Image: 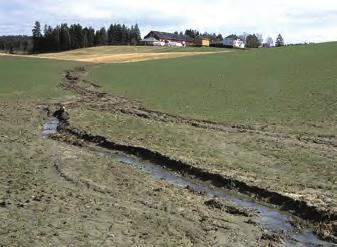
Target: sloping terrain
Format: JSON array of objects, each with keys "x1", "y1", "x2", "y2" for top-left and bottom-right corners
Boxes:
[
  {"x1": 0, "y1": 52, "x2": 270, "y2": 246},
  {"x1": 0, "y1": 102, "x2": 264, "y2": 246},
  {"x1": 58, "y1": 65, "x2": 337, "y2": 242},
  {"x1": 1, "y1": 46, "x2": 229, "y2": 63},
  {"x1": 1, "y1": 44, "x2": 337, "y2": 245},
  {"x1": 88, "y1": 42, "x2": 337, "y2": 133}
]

○ ○ ○

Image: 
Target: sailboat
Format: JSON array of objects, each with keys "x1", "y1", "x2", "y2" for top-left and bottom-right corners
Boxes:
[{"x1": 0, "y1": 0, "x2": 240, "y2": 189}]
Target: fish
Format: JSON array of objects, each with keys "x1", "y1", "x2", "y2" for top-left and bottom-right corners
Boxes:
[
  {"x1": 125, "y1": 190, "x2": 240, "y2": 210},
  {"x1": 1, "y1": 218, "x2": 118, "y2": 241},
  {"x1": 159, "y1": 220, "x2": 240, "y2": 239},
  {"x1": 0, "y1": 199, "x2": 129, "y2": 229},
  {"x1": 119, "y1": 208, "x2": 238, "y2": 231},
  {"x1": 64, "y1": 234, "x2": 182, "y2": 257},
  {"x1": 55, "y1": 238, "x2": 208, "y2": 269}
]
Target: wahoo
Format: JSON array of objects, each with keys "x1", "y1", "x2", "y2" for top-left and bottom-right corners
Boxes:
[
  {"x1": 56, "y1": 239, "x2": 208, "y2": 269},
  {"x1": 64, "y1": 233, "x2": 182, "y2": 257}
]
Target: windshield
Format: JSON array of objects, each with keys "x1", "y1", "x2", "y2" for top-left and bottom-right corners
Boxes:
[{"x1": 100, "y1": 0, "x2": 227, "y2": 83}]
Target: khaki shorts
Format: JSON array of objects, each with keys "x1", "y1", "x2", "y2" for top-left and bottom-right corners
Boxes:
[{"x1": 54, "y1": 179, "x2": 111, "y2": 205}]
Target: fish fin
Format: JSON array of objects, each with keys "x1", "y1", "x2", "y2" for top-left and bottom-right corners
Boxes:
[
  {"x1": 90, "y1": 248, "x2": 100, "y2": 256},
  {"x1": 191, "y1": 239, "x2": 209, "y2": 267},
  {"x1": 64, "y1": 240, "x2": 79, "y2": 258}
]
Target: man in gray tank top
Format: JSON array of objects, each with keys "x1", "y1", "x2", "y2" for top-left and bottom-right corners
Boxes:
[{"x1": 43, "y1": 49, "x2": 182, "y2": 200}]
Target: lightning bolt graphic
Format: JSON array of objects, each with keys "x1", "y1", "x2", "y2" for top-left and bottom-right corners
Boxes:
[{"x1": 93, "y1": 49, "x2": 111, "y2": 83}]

○ ○ ○

[Prompt]
Taking the material above, count every line in which the word "Target" appears; answer with the number alone.

[Output of the task]
9